■ Travail à faire
(1) Pouvez-vous reformuler plus brièvement le paragraphe du texte sur la clause de conscience qui commence par « C'est pourquoi la commission spéciale », en conservant ses faits principaux ?
(2) Pourriez-vous transcrire à l'identique le passage du texte sur la clause de conscience qui va de « C'est pourquoi la » jusqu'à « prendre en charge. » ?

::: Texte extrait

C'est pourquoi la commission spéciale chargée d'examiner ce projet de loi a opté, en matière d'IMG, pour la solution équilibrée proposée par notre collègue Bernard Jomier, écartant l'inscription dans la loi d'une clause de conscience spécifique et maintenant l'obligation pour tout professionnel de santé faisant valoir la clause de conscience générale d'orienter la patiente vers un praticien susceptible de réaliser l'IMG. Cette rédaction de compromis a été adoptée par le Sénat, puis votée conforme par l'Assemblée nationale en deuxième lecture.

Par cohérence, la présente proposition de loi aligne le dispositif de l'IVG sur celui de l'IMG. Elle rappelle ainsi que tout professionnel de santé refusant de pratiquer une IVG est tenu de rediriger la patiente vers une structure qui pourra la prendre en charge.

::::::
::: Extraits de données

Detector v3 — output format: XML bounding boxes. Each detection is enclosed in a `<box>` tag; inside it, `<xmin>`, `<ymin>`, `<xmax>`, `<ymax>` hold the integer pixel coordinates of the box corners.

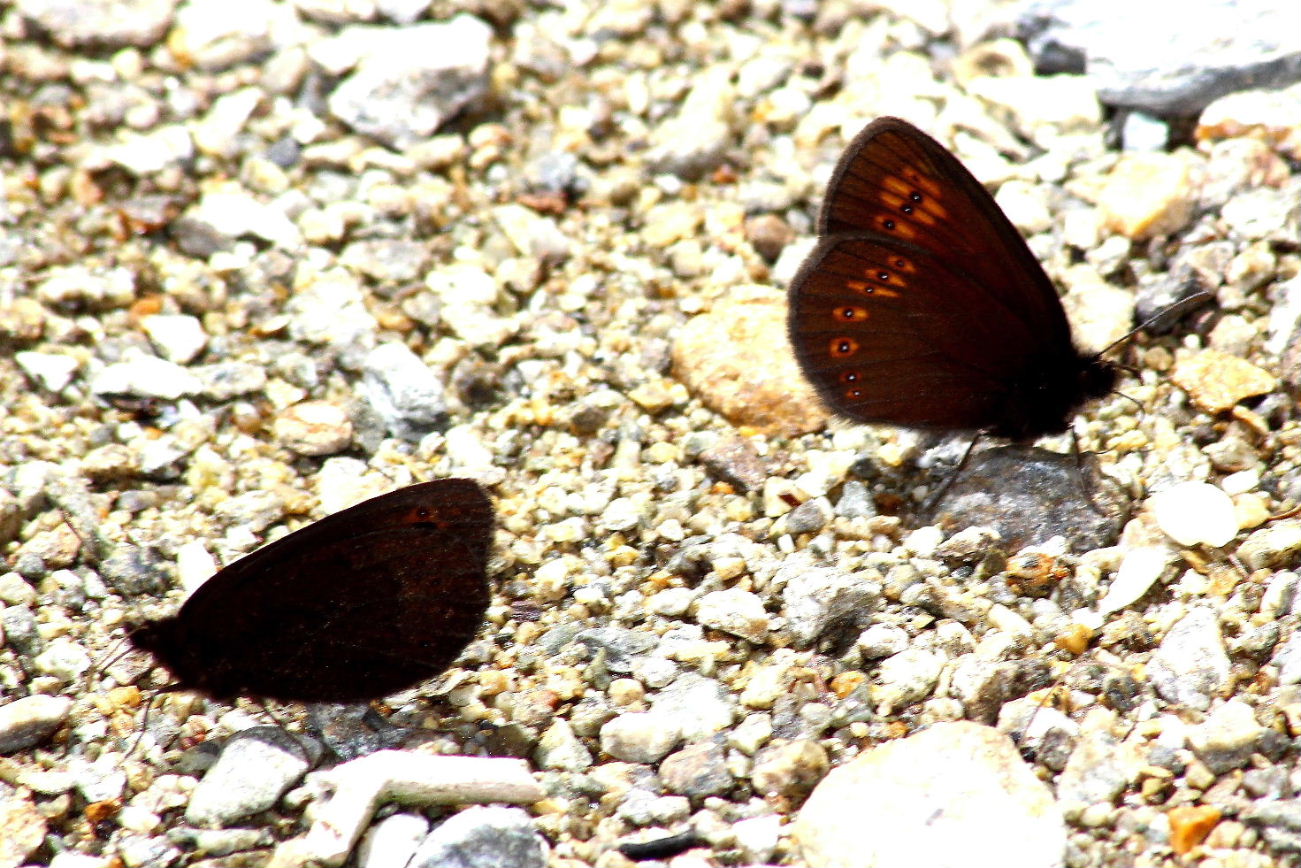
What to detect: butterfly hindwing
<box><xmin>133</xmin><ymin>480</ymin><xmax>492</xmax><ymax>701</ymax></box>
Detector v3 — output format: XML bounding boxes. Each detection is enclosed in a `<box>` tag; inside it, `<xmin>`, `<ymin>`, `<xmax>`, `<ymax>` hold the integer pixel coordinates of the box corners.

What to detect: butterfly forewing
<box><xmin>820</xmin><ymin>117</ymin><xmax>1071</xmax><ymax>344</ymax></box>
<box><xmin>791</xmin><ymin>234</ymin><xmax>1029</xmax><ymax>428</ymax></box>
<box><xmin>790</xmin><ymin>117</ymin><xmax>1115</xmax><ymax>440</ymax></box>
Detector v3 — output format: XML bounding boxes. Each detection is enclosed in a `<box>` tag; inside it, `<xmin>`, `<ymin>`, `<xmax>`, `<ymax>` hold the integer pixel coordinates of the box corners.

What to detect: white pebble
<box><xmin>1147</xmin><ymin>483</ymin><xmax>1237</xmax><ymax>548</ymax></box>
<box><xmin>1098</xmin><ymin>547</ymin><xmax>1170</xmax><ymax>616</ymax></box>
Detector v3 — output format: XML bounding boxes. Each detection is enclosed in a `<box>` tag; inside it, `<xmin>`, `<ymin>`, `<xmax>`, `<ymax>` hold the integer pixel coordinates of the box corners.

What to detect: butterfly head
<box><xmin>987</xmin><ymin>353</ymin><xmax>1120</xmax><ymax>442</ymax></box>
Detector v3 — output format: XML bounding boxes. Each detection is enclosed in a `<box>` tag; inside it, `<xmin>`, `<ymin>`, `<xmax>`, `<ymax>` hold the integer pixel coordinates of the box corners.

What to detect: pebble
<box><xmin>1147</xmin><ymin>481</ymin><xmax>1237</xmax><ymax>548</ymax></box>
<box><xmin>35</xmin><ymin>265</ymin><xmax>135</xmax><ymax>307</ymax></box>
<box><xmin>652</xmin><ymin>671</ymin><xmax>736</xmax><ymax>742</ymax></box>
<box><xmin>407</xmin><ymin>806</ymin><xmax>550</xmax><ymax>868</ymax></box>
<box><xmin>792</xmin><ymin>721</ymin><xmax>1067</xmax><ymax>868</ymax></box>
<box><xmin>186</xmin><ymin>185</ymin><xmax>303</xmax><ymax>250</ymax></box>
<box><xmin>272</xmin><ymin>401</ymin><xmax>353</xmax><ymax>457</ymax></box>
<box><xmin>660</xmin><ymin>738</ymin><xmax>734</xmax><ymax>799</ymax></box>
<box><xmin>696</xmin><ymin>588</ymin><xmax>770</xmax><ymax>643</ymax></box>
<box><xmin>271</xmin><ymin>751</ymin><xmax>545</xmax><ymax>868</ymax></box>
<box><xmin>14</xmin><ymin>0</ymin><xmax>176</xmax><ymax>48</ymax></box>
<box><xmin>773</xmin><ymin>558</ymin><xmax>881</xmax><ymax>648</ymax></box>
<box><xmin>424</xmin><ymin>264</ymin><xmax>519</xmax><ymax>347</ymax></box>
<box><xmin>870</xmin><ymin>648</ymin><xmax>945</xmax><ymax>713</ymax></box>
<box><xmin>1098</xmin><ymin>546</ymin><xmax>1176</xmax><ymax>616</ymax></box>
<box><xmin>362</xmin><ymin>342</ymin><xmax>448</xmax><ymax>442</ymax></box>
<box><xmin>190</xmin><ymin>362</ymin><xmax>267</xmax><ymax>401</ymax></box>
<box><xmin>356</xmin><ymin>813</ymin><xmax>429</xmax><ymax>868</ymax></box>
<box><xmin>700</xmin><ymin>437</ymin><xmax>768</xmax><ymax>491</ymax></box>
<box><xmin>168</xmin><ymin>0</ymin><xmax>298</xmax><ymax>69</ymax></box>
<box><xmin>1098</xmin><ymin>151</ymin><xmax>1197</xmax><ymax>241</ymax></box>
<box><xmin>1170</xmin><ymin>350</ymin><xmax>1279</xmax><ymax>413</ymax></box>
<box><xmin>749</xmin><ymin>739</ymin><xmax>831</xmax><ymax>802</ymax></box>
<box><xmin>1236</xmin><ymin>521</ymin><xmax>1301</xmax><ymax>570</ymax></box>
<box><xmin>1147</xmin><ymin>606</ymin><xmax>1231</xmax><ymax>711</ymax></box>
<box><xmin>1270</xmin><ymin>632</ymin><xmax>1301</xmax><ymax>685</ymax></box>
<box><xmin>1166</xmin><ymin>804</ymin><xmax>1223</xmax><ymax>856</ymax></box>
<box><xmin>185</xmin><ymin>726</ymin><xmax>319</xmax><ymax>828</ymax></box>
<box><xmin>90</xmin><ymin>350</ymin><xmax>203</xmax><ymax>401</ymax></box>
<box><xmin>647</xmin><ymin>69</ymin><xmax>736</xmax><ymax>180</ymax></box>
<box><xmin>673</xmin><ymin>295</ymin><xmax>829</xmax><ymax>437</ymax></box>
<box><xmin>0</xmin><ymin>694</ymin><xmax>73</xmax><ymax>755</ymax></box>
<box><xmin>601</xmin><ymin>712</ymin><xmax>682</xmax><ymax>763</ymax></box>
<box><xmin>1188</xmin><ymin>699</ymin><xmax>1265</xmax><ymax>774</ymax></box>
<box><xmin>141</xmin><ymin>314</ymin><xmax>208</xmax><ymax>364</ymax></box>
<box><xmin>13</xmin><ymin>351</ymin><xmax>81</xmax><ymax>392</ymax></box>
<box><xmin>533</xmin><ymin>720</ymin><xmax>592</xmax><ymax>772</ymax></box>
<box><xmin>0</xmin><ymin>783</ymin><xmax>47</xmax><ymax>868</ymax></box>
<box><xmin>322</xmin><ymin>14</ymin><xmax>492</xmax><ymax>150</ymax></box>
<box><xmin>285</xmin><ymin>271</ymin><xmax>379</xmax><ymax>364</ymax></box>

::::::

■ Corrigés
(1) Pour l'IMG, la commission spéciale chargée d'examiner le projet de loi a retenu la solution équilibrée proposée par Bernard Jomier. Elle écarte toute clause de conscience spécifique dans la loi. Elle maintient l'obligation, pour le professionnel de santé qui invoque la clause de conscience générale, d'orienter la patiente vers un praticien susceptible de réaliser l'IMG. Le Sénat a adopté ce compromis, puis l'Assemblée nationale l'a voté conforme en deuxième lecture.

(2)
C'est pourquoi la commission spéciale chargée d'examiner ce projet de loi a opté, en matière d'IMG, pour la solution équilibrée proposée par notre collègue Bernard Jomier, écartant l'inscription dans la loi d'une clause de conscience spécifique et maintenant l'obligation pour tout professionnel de santé faisant valoir la clause de conscience générale d'orienter la patiente vers un praticien susceptible de réaliser l'IMG. Cette rédaction de compromis a été adoptée par le Sénat, puis votée conforme par l'Assemblée nationale en deuxième lecture.

Par cohérence, la présente proposition de loi aligne le dispositif de l'IVG sur celui de l'IMG. Elle rappelle ainsi que tout professionnel de santé refusant de pratiquer une IVG est tenu de rediriger la patiente vers une structure qui pourra la prendre en charge.